▶ _AIM OF THE EXERCISE_
Print exactly the lines from the line with "job | pin one point per instance of the brown jacket" to the last line of the data, please, both included.

▶ _MATERIAL SUPPLIED_
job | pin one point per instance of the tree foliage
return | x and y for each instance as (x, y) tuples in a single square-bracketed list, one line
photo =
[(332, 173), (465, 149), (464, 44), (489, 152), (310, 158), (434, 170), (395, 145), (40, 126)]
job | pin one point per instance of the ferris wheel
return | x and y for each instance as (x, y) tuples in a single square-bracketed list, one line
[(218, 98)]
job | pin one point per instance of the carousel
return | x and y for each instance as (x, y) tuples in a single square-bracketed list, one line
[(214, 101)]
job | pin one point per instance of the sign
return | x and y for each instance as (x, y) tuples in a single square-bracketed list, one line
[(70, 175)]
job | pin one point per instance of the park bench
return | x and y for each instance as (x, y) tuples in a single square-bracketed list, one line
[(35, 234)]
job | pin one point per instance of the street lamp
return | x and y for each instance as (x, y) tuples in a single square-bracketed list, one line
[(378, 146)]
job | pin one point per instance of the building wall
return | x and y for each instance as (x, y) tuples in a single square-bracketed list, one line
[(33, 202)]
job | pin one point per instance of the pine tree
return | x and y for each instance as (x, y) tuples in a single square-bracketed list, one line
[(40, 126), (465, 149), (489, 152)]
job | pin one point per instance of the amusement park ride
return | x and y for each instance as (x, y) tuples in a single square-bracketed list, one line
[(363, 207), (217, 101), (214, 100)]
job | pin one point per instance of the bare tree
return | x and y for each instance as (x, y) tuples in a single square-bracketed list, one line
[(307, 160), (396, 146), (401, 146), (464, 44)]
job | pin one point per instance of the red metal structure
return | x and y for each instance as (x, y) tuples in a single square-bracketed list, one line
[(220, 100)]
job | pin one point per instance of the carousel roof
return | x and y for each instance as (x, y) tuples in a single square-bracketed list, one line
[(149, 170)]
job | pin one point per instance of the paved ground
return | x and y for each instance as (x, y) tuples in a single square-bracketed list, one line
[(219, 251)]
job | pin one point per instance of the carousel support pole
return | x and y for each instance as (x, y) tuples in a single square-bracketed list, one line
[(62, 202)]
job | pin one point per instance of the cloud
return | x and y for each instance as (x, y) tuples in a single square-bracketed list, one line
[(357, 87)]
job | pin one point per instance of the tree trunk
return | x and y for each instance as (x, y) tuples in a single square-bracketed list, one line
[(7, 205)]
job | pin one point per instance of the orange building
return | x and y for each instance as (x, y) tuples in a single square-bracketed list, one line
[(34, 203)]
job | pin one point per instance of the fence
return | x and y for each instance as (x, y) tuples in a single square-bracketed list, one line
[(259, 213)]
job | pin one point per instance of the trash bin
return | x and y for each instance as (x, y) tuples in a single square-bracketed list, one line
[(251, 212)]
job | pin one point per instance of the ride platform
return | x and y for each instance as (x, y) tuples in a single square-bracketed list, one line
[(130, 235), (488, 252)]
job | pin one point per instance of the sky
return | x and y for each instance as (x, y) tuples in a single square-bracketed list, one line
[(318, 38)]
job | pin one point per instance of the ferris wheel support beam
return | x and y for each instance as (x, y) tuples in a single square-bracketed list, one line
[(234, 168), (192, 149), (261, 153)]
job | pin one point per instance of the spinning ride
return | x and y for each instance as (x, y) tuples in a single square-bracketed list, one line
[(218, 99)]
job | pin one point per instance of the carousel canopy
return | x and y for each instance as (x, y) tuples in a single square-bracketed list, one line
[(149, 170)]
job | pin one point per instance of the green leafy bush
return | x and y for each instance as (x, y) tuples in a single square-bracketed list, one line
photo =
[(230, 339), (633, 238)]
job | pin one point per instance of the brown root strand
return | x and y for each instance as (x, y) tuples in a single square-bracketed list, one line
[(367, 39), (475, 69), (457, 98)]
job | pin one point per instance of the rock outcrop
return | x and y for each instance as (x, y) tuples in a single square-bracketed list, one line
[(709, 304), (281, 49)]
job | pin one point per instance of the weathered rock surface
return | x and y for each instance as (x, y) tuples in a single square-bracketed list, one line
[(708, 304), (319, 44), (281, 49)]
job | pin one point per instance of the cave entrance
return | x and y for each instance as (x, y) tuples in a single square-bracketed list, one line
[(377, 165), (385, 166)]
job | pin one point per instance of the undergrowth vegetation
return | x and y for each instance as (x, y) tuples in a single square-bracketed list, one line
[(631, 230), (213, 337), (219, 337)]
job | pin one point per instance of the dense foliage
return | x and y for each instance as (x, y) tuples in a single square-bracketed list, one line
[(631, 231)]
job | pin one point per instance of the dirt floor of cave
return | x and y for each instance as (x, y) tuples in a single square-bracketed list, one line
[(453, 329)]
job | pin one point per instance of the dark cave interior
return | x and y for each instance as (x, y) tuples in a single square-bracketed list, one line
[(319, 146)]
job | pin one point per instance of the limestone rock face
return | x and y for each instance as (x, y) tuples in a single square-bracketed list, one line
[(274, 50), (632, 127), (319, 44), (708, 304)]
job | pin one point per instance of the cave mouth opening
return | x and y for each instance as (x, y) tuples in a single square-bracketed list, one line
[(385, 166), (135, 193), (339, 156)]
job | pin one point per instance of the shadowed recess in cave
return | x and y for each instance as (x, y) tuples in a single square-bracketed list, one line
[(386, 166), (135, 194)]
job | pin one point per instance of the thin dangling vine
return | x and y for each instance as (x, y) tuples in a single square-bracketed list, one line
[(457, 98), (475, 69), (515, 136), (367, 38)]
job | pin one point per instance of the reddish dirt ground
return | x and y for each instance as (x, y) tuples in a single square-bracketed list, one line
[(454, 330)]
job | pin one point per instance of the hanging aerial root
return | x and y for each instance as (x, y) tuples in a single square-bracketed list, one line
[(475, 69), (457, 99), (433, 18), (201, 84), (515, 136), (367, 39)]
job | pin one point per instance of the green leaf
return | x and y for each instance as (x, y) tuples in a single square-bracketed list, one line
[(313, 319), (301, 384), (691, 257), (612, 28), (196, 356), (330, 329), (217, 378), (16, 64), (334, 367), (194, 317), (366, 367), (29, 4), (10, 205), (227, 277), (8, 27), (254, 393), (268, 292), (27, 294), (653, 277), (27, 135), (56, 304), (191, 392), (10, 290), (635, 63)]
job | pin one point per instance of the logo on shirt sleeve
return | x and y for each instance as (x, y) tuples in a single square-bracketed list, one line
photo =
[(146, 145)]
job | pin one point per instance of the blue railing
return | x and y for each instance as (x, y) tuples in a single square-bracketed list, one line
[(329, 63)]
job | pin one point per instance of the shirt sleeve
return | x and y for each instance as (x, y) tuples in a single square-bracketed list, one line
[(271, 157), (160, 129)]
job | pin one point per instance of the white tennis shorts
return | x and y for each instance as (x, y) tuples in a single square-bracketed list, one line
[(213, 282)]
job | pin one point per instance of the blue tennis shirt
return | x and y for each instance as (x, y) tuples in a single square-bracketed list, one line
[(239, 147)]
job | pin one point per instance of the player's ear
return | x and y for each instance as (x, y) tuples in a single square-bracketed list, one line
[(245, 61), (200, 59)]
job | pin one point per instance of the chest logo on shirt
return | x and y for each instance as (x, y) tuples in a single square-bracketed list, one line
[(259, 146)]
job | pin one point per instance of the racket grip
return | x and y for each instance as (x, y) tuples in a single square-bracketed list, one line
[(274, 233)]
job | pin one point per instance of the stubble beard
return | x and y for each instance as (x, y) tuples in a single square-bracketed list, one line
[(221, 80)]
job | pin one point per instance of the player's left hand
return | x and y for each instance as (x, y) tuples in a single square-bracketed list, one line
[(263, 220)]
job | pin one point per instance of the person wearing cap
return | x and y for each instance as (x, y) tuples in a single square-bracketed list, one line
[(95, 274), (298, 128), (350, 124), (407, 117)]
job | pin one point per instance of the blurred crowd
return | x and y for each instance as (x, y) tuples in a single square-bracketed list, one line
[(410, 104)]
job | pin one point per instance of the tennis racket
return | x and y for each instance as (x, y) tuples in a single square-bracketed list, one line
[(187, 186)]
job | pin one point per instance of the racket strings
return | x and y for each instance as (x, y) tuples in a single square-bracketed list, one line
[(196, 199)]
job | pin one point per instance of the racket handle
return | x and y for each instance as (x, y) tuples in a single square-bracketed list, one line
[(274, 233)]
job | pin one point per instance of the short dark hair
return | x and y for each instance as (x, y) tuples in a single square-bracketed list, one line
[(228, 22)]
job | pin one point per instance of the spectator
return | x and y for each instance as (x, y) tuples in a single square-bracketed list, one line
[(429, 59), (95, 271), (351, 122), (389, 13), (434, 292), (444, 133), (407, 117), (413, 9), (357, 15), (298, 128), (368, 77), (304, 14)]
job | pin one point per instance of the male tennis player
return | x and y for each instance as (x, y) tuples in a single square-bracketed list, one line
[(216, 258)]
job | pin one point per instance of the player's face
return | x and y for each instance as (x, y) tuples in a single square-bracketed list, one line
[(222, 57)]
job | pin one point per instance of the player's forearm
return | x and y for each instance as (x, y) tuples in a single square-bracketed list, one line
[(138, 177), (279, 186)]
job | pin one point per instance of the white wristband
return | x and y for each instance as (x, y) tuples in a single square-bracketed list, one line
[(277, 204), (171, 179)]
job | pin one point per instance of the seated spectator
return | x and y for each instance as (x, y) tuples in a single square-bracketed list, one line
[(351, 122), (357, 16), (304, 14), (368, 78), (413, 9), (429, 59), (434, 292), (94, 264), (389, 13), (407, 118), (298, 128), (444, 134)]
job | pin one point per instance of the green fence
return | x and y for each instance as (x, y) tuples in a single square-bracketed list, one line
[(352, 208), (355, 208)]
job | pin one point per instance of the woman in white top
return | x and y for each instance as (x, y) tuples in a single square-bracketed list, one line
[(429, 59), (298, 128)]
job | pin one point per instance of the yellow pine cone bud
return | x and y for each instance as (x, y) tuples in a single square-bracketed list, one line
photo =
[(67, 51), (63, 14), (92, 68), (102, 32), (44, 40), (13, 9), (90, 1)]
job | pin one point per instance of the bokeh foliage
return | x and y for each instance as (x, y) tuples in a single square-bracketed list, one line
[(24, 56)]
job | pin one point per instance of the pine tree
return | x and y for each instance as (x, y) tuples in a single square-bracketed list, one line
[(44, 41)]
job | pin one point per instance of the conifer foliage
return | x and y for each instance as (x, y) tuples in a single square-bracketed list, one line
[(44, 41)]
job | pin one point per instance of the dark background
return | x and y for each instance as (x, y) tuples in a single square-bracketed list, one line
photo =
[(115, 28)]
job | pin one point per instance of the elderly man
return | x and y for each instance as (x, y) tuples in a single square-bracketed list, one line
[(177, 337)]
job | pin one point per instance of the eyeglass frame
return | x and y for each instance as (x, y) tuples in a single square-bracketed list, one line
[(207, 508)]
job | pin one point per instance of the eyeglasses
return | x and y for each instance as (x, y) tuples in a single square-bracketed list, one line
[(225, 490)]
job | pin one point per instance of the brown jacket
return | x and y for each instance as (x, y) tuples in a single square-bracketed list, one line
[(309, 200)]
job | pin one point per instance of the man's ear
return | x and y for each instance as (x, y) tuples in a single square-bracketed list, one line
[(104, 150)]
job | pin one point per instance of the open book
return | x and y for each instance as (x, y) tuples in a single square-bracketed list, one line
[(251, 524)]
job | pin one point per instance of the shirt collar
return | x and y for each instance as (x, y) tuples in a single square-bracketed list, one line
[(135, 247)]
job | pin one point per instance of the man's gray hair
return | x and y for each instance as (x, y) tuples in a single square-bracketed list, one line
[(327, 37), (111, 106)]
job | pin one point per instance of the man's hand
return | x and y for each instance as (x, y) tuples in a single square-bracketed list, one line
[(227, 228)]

▶ _FULL OUTPUT_
job | pin one point per instance of the brown jacket
return | x and y for each instance as (x, y) tuples in a single square-bracketed list, one line
[(309, 200)]
job | pin one point per instance of the man's ear
return | x and y for each instance as (x, y) tuples in a single square-bracketed list, one line
[(104, 150)]
job | pin one point per instance of the open book
return | x and y for each instance as (x, y) tuples in a single square-bracketed list, one line
[(251, 524)]
job | pin one point per instance of the shirt collar
return | x and y for each instance as (x, y) tuples in a single square-bracketed list, one line
[(135, 247)]
job | pin one point per instance of the man's gray hair
return | x and y for each instance as (x, y) tuples in a single square-bracketed list, one line
[(327, 37), (111, 106)]
job | pin one point per instance of the man's hand
return | x and y for each instance as (x, y) tuples in a single square-bracketed list, one line
[(227, 228)]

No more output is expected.